### TEXT SECTION
<<<<
For the Balkinization symposium on Christian G. Fritz, Monitoring American Federalism: The History of State Legislative Resistance (Cambridge University Press, 2023).
David S. Schwartz
Christian
Fritz’s impressive new book, Monitoring American Federalism, examines the
antebellum history of “interposition” by state legislatures to resist purported
federal intrusions on their sovereign prerogatives. Professor Fritz offers an
illuminating narrative history that recounts numerous episodes of state
legislative resistance of various sorts. Some of these have been largely
overlooked by constitutional scholars; I was fascinated to learn, for example, that
the right of states to question the constitutionality of federal laws through merely
declaratory resolutions was sharply contested in the early republic. Many other
episodes are well known, but take on a subtly and significantly different cast
when viewed, as Professor Fritz views them, as part of a pattern of a
particular form of state resistance. His narrative of the legislative debates
leading to the Virginia and Kentucky Resolutions is invaluable. Also noteworthy
is Professor Fritz’s suggestion that a protocol of state legislative
interposition was outlined, in inchoate form at least, in The Federalist.
>>>>
Records from a data source
<<<<
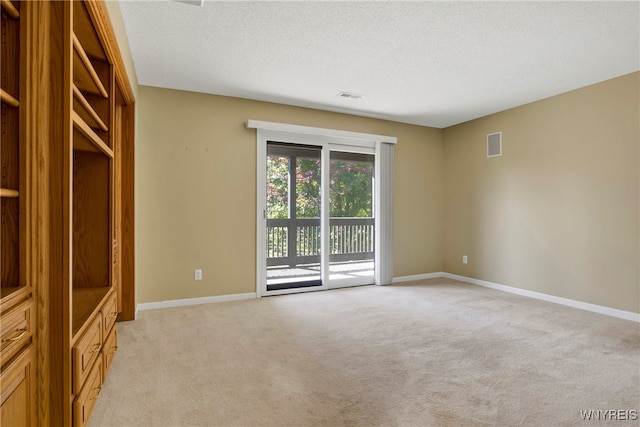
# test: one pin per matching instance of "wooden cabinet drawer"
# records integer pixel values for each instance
(109, 350)
(16, 330)
(83, 405)
(17, 390)
(86, 352)
(109, 313)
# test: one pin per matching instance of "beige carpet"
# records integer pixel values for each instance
(431, 353)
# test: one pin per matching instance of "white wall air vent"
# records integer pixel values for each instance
(494, 144)
(350, 95)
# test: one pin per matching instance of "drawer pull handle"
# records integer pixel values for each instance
(97, 395)
(22, 333)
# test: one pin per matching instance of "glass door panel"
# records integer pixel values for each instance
(293, 216)
(351, 223)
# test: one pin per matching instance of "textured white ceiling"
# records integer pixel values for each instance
(427, 63)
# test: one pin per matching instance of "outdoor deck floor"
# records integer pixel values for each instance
(283, 274)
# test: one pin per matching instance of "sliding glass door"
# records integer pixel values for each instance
(294, 203)
(320, 230)
(351, 221)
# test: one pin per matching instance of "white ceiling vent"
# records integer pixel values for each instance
(350, 95)
(494, 144)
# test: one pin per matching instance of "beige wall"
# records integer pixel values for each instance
(113, 8)
(559, 212)
(196, 191)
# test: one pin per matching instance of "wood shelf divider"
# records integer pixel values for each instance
(10, 9)
(85, 76)
(91, 141)
(5, 192)
(8, 99)
(86, 111)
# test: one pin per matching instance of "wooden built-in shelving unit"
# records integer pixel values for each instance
(11, 158)
(66, 155)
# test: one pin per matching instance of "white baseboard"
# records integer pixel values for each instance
(193, 301)
(415, 277)
(621, 314)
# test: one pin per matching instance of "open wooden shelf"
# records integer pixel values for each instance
(6, 192)
(85, 76)
(85, 139)
(10, 9)
(85, 303)
(83, 28)
(8, 99)
(84, 109)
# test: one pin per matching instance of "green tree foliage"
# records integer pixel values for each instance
(350, 195)
(351, 189)
(277, 187)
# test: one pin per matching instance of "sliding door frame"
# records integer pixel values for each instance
(329, 140)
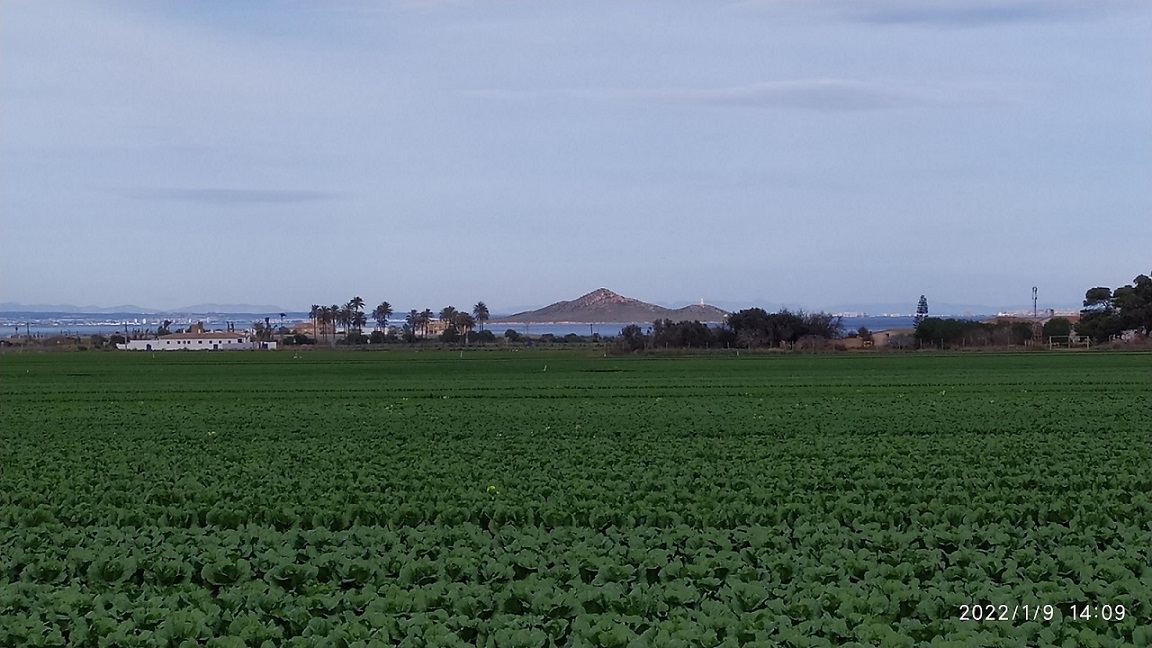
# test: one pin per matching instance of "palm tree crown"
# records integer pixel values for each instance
(380, 314)
(480, 311)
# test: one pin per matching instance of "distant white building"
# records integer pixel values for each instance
(207, 340)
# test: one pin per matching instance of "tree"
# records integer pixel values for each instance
(355, 310)
(1056, 328)
(411, 325)
(922, 310)
(631, 338)
(313, 314)
(480, 313)
(1134, 304)
(1098, 317)
(1098, 299)
(463, 323)
(358, 319)
(380, 314)
(1021, 332)
(448, 316)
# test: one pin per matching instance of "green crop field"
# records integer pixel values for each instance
(535, 498)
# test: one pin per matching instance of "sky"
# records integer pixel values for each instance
(522, 152)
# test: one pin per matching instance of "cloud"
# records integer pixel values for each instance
(233, 196)
(810, 95)
(804, 95)
(971, 14)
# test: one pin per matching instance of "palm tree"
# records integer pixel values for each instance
(381, 314)
(480, 311)
(315, 316)
(335, 319)
(448, 316)
(323, 316)
(356, 306)
(357, 319)
(412, 322)
(464, 323)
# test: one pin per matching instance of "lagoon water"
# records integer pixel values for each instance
(45, 324)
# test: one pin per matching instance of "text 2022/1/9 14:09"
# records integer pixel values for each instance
(1032, 612)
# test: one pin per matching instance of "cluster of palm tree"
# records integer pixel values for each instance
(326, 318)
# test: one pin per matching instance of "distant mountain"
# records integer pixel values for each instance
(244, 308)
(13, 307)
(605, 306)
(198, 309)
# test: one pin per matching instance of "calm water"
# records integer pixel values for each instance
(46, 325)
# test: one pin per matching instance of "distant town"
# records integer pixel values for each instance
(599, 317)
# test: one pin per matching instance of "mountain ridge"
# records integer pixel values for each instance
(604, 306)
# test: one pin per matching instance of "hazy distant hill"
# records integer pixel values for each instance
(605, 306)
(198, 309)
(13, 307)
(244, 308)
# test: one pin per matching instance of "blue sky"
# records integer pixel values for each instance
(520, 152)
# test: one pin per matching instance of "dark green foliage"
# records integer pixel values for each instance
(1109, 313)
(1056, 328)
(922, 310)
(424, 498)
(753, 328)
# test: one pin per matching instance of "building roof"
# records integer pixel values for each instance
(205, 336)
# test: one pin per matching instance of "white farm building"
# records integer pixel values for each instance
(207, 340)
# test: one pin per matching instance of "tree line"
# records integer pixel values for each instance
(1107, 314)
(752, 328)
(454, 324)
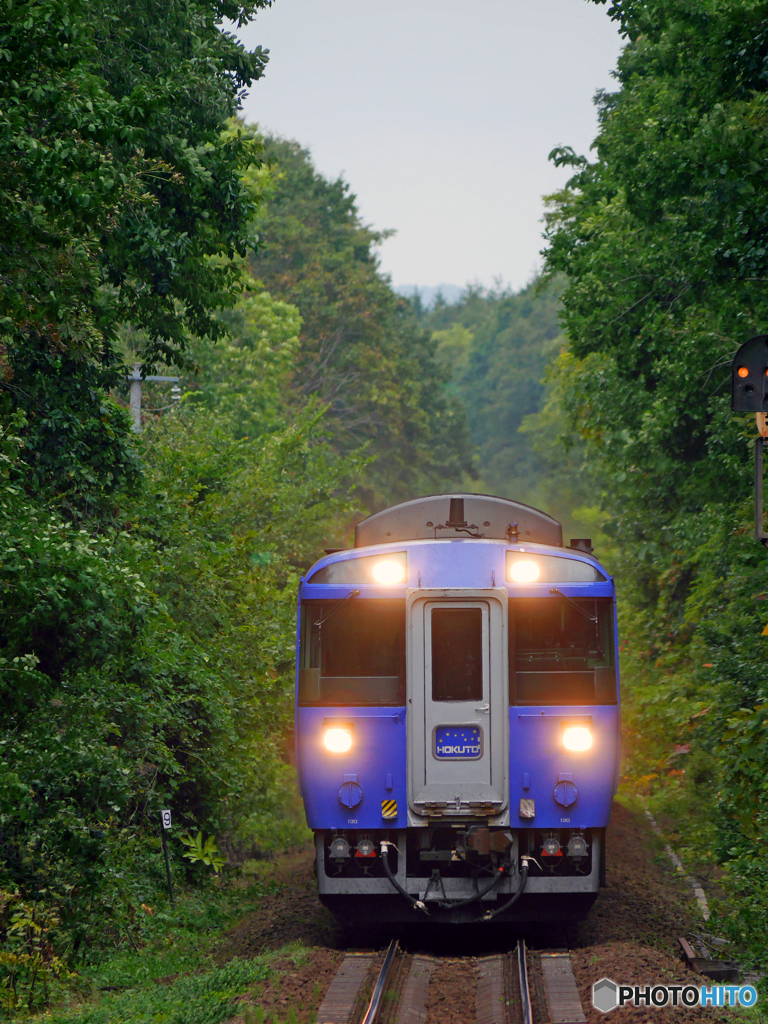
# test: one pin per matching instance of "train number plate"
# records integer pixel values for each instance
(462, 742)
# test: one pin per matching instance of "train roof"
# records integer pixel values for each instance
(458, 515)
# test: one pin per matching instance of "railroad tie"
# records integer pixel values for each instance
(489, 1007)
(342, 995)
(413, 1006)
(560, 989)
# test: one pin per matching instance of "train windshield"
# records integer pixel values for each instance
(352, 652)
(561, 650)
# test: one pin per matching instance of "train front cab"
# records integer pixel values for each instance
(464, 730)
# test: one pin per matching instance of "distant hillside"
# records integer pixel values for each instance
(428, 293)
(497, 344)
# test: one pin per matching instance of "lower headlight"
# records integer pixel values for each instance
(577, 737)
(337, 740)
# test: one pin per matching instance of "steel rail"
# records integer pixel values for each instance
(522, 970)
(375, 1005)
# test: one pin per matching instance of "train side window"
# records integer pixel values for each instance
(352, 653)
(457, 653)
(561, 651)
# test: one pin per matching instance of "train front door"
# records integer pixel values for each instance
(458, 702)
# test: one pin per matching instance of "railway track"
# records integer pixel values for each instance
(520, 987)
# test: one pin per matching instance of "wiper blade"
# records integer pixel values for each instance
(580, 609)
(342, 602)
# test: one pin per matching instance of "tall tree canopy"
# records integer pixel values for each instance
(663, 239)
(120, 204)
(497, 344)
(360, 350)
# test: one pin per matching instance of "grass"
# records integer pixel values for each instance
>>>>
### EXERCISE SET
**A)** Answer these questions about the essay on Monitoring American Federalism:
(i) Which publisher issued the book, and in what year?
(ii) Which resolutions are preceded by the legislative debates whose narrative the essay calls invaluable?
(iii) In which work does Professor Fritz suggest that a protocol of state legislative interposition was outlined?
**B)** Reproduce the passage of the essay on Monitoring American Federalism that begins at "For the Balkinization" and stops after "University Press, 2023).", swapping "symposium" for "roundtable".
**C)** Carry on the essay on Monitoring American Federalism from the point at which it stops.

### SOLVED TASKS
**A)**
(i) Cambridge University Press, 2023.
(ii) The Virginia and Kentucky Resolutions.
(iii) The Federalist.

**B)**
For the Balkinization roundtable on Christian G. Fritz, Monitoring American Federalism: The History of State Legislative Resistance (Cambridge University Press, 2023).

**C)**
All these make Professor Fritz’s book a worthy contribution to the literature
of the constitutional history and development of U.S. ideas of federalism, by adding
to our historical knowledge base about federalism.
I found greater
value in Monitoring American Federalism as a historical narrative than
as an argument that reframes our thinking about federalism. The book seems to
comprise two distinct, but closely-related and largely overlapping claims: one
defending James Madison, and the other defending state “interposition.” The
more compact thesis argues that a longstanding concept of “interposition,”
expressed in its most developed form by Madison in the Virginia Resolutions of
1798 and the Virginia Report of 1800, was distorted and misunderstood by the
“nullifiers” of the late 1820s and early 1830s. The supposed distortion of
interposition was expounded by John C. Calhoun and other proponents of the
“South Carolina doctrine” that undergirded the Nullification Crisis of 1832-33.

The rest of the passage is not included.